(Extracted material)

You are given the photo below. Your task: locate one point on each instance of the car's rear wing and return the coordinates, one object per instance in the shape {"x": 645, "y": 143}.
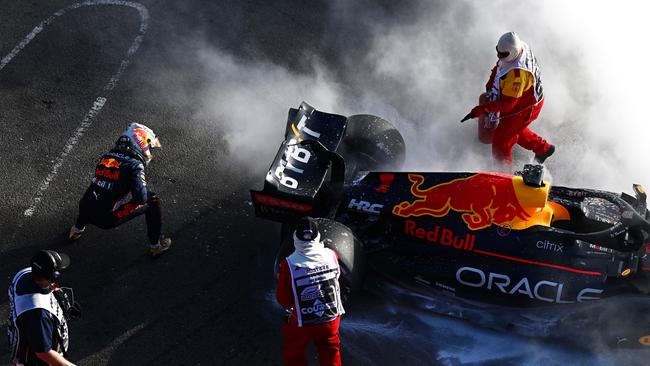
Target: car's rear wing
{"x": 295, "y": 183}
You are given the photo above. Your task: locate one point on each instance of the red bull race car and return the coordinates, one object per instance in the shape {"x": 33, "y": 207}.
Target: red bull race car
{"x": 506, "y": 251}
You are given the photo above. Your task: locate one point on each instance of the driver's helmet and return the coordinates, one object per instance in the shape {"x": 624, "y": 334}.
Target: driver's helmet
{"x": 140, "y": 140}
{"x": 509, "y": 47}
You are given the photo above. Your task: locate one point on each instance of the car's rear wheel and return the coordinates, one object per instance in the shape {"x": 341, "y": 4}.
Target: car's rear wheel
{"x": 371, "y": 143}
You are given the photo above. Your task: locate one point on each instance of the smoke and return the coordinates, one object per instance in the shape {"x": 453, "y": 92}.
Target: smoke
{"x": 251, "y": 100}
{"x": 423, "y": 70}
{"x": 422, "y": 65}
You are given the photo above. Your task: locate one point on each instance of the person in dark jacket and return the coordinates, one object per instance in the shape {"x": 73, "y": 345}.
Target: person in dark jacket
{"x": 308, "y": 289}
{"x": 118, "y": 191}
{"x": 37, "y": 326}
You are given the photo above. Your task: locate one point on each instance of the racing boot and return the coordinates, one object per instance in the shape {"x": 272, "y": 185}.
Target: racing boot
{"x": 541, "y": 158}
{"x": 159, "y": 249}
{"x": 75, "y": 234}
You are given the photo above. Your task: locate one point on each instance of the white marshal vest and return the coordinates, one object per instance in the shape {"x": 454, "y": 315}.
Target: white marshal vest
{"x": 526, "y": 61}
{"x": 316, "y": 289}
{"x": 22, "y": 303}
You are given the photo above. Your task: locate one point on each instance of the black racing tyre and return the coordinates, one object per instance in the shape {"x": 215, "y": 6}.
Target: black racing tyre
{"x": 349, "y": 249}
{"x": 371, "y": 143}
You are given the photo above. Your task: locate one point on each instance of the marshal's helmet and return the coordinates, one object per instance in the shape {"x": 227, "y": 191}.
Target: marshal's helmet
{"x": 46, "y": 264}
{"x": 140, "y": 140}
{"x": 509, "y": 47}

(End Extracted material)

> [Your objective]: Where the data contains an image, skip the image and copy everything else exactly as it appears.

> [Result]:
You are given the photo below. Your task: locate one point on each instance of the car's rear wing and return the coordinates, one object per instance in the shape {"x": 645, "y": 143}.
Target: car's rear wing
{"x": 295, "y": 183}
You are given the photo above. Your task: locate one point on each instance of the red bull race car and return the coordinates, one object per instance in the shape {"x": 33, "y": 207}.
Target: red bull race car
{"x": 506, "y": 251}
You are given the photo above. Your task: locate one point on each instance of the driver's helmet and return the coordinates, one object per instance in the shape {"x": 624, "y": 334}.
Target: driver's helmet
{"x": 140, "y": 140}
{"x": 509, "y": 47}
You are given the photo above. Your task: locate one point on each instance of the car's rear wheel and return the coordinates, one object per instance in the shape {"x": 341, "y": 4}.
Target: car's rear wheel
{"x": 371, "y": 143}
You are given the photo above. Your task: locate one point on each instance of the smoke and return the coordinates, one object per instance in the shape {"x": 453, "y": 92}.
Target: smoke
{"x": 251, "y": 100}
{"x": 423, "y": 70}
{"x": 422, "y": 65}
You are given the photo above. Your task: locate one point on each instance of the person in dark jacket and return the coordinates, one object per instance in the shape {"x": 73, "y": 345}.
Target: person in dark jacket
{"x": 308, "y": 289}
{"x": 118, "y": 191}
{"x": 37, "y": 326}
You are given the photo above. Your task: locate one point on each instance of the racing boot and return the coordinates, one object per instance in the shape {"x": 272, "y": 185}.
Target: racing boot
{"x": 541, "y": 158}
{"x": 159, "y": 249}
{"x": 75, "y": 234}
You are given the photo above. Your task: locate one point on each instance of the white marshal vest and return the coordinates, one object per instance in the shape {"x": 454, "y": 315}.
Target: white marshal vest
{"x": 526, "y": 61}
{"x": 316, "y": 289}
{"x": 22, "y": 303}
You are given the photo above. Your task: locate one point on each instance of the black racing tyre and return the coordinates, one object per instance in the shape {"x": 215, "y": 6}.
Target: black racing tyre
{"x": 349, "y": 249}
{"x": 371, "y": 143}
You are given the photo above. Your task: locate one point on each instance of the marshal's helmet and return the coordinates, one object per instance in the shape {"x": 227, "y": 191}.
Target: marshal's helmet
{"x": 46, "y": 264}
{"x": 140, "y": 140}
{"x": 509, "y": 47}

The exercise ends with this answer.